● Materials provided:
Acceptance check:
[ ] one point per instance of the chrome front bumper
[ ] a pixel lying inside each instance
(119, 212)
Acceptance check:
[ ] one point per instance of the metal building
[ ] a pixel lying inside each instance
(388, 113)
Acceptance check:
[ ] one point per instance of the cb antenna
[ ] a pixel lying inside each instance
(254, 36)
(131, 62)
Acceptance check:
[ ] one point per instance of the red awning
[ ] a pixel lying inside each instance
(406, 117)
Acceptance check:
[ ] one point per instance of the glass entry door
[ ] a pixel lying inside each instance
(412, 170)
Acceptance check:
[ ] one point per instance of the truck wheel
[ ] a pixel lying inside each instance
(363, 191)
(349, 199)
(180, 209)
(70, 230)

● Work task: Could you print the lines of the records above from the one containing "[ ] one point per instance of the red awning" through the last, exactly and with no additions?

● Solved problem:
[ ] one point per instance of the red awning
[ ] a pixel lying inside each instance
(406, 117)
Acceptance check:
[ ] one point per instance of the glass entry door
[ ] a pixel lying inside each instance
(412, 170)
Acceptance check:
[ ] one point per instance of the truck wheel
[ ] a pixel lying inside each instance
(363, 191)
(349, 199)
(180, 209)
(70, 230)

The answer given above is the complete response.